I’m sure they make every effort to “debunk” both false and true information that would put in a positive light something President Donald Trump did or said. They had three years to debunk the false accusations about Russian Collusion. Instead of debunking the lies, they added to them. They certainly weren’t concerned about the truth at that time.

Did the Times try to bring out the truth about the Hunter Biden laptop?

The Times was certainly not concerned about the truth when a neighboring newspaper, the New York Post, was censored by Twitter, which would not allow the Post to disseminate its Hunter Biden laptop story on Twitter.

The Times and most other members of the media have destroyed their credibility. The same is true for Big Tech. Most Republicans would never believe anything they said. Democrats currently want to believe these folks, because they are saying what the Democrats want to hear. But I doubt if Democrats really have faith in these clowns. A liar is a liar.

In 1951, President Harry Truman sent hundreds of thousands of American soldiers to Korea to stop the invasion of South Korea by North Korean and Chinese troops. In those days almost all Americans knew Communism was bad. Our media told us so. Our government leaders told us so. Our church and educational leaders told us so. We could see it with out own eyes.

Russia in 1956 was ruthless in putting down dissidents in Hungary. Hungarian refugees were settled in our neighborhood in Jefferson City. Everyone in Jefferson City in the 1950s knew the Russians and Chinese were the bad guys. We had a ringside seat on the evils of Communism.

Today our media is silent when Black Lives Matter and Antifa — groups that are admittedly Marxist and Communist — work for Joe Biden and the Democrats. And they expect us to respect their views? And they expect us to believe their claims that there was no misconduct in the November election? Do they also expect us to believe there was no Korean War?

▸ **Data records**:

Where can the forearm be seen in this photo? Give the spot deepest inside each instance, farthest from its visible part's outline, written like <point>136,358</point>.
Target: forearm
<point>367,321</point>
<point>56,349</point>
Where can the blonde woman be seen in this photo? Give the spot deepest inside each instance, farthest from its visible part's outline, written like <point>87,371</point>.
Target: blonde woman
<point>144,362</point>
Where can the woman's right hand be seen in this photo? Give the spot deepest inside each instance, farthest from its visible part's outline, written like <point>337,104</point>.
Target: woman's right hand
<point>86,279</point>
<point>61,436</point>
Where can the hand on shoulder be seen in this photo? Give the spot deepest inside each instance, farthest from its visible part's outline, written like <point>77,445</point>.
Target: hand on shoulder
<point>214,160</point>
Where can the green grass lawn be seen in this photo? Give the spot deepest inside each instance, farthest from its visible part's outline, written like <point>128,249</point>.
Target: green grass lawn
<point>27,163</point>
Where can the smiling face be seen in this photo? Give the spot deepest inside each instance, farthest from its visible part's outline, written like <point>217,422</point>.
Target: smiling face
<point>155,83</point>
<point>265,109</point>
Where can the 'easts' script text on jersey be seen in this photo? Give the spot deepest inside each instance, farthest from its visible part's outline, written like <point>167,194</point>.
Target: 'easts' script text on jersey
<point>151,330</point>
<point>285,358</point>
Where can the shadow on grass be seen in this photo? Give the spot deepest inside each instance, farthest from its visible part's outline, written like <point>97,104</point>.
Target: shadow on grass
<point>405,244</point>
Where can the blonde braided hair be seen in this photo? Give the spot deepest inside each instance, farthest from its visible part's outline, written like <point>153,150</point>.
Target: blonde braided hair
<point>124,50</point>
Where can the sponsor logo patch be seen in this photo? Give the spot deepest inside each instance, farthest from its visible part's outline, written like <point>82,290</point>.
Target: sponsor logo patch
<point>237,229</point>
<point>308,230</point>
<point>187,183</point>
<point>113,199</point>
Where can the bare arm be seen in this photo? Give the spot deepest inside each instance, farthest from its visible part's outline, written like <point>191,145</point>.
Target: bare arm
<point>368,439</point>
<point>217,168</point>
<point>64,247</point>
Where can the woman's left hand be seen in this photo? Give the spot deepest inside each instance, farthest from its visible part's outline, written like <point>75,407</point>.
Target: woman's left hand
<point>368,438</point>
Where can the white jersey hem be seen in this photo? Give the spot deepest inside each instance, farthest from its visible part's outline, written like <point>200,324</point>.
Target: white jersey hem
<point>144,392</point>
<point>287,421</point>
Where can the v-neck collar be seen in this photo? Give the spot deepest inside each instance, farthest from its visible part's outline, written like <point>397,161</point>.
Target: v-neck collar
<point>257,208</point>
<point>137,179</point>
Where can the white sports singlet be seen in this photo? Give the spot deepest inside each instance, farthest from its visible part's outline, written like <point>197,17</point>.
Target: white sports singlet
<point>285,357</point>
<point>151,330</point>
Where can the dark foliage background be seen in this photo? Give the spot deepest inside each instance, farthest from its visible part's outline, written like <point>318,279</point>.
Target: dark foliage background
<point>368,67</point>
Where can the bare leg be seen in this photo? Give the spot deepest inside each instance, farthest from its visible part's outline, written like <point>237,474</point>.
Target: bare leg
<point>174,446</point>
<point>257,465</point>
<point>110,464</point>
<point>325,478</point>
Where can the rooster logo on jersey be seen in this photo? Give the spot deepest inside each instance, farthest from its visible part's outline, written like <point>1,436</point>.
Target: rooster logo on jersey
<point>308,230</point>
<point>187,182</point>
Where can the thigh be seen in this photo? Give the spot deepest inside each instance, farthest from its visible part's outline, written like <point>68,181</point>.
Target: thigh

▸ **Required actions**:
a) Answer these from the opinion piece on media credibility:
(i) Which newspaper was kept from sharing its Hunter Biden laptop story on Twitter?
(ii) In what year does the piece say President Harry Truman sent soldiers to Korea?
(iii) Where were the Hungarian refugees settled?
b) Extend the opinion piece on media credibility past its last sentence.
The lines have no part in this.

▸ **Answers**:
a)
(i) The New York Post
(ii) 1951
(iii) In the writer's neighborhood in Jefferson City

b)
Do they expect us to believe the Russians didn’t move into Budapest in 1956 and the Chinese Communists are not at the present time putting their boots on the necks of residents of Hong Kong, with the blessings of the NBA of course?

The most famous dissident in history is the late Aleksandr Solzhenitsyn of Russia. In 1973 Solzhenitsyn published the Gulag Archipelago, a three-volume, 1,800-page story of life under Communism in Russia between 1918 and 1956.

Time magazine called this the most important non-fiction book of the 20th Century. The elitists running much of the country today have forgotten the lessons of Gulag and are proposing for us the same system that Russia and China follow.

Solzhenitsyn was born 102 years ago this week — Dec. 11, 1918. On the 100th anniversary of his birth, The New York Times ran a story about him under the headline “The Writer Who Destroyed an Empire.” The story opens by stating: “When the Soviet Union collapsed in 1991, pundits offered a variety of reasons: economic, political, military. Few thought to add a fourth, more elusive cause: the regime’s total loss of credibility.”

Doesn’t it boggle the mind when our nation’s most influential newspaper can focus on the danger of a “total loss of credibility”? Where is the credibility in our media, in many of our corporate board rooms, in most of our major universities, in our big tech companies, in most of Hollywood and professional sports, and among all the leaders of the Democratic Party?